• _Problem_
Copy the stretch of entries from the line containing "point: rough orange" through the end of the entries, requests included, and shift every coordinate in the answers by -83. Leave the pictures out.

• _Task material_
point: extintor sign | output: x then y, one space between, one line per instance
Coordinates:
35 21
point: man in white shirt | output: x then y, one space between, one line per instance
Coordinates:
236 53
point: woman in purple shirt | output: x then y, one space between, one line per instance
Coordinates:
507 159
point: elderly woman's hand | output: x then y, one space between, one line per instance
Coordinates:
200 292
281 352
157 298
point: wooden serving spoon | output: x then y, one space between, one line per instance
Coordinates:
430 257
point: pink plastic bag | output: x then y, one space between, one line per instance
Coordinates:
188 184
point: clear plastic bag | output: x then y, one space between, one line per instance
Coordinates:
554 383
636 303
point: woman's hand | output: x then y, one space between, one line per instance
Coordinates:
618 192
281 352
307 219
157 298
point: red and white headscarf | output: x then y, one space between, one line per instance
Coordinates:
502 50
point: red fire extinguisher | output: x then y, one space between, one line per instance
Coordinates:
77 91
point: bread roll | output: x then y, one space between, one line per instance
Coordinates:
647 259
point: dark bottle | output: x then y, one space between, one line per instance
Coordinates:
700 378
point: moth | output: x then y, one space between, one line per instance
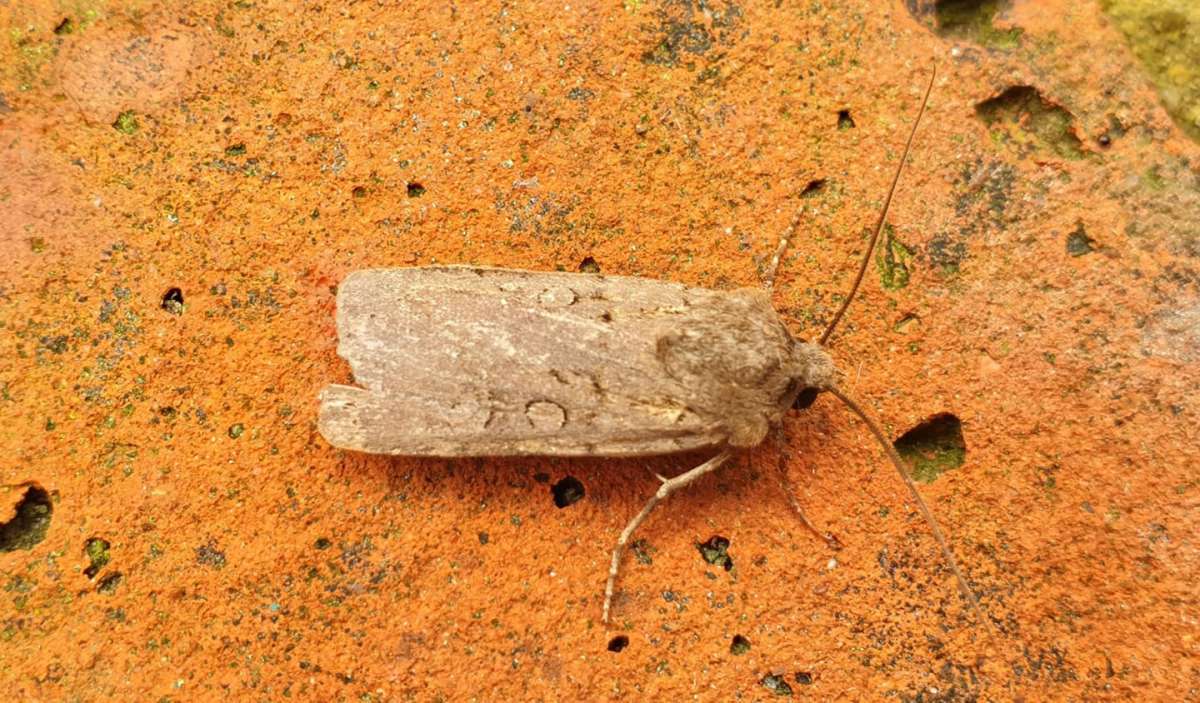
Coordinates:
463 361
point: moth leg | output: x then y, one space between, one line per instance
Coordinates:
666 488
768 278
785 484
829 539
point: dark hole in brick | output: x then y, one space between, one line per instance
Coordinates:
934 446
715 552
567 492
173 301
96 550
28 528
813 187
1026 120
805 400
777 685
1079 244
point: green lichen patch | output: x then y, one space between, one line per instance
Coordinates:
1023 118
933 448
689 29
108 584
1165 37
126 122
30 523
96 550
893 259
717 552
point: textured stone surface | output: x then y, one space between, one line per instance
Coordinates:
1041 284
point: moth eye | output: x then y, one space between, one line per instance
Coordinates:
805 400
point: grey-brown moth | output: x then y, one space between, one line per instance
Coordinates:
462 361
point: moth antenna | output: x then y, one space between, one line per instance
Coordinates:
898 462
883 215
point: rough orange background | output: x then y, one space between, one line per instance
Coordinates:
274 154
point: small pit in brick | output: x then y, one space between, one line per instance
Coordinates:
30 522
96 550
717 552
1025 120
934 446
976 20
567 492
777 685
173 301
1079 244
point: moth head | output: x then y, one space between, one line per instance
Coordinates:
814 372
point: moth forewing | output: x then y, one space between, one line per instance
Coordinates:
474 361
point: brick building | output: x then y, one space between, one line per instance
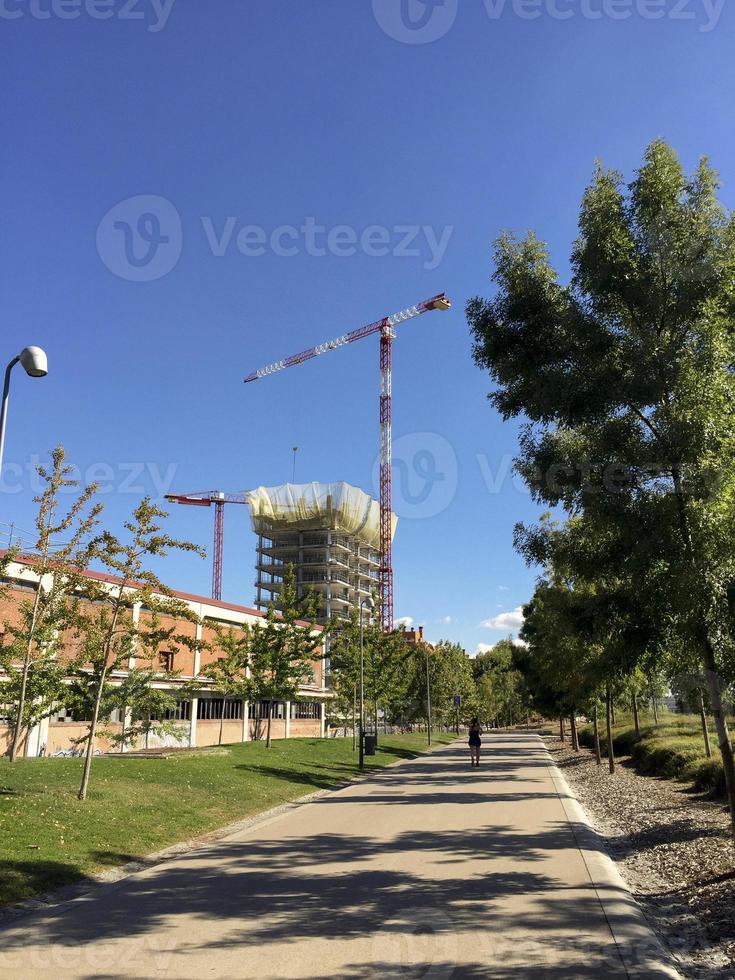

• _The response_
point: rough orange background | output: x then y, one space between, one line per instance
Coordinates:
191 71
point: small pit in brick | output: x then y, one space between, one line per instance
Coordinates:
-53 439
13 467
634 469
942 37
851 363
893 -63
484 409
694 602
90 218
996 161
point: moth head | output: x then y, one space between, one line per instance
Coordinates:
731 289
point: moth forewing | output: x then y, one space between, one line per instance
Coordinates:
391 278
point: brick building | output: x then y, one space between, one line per instance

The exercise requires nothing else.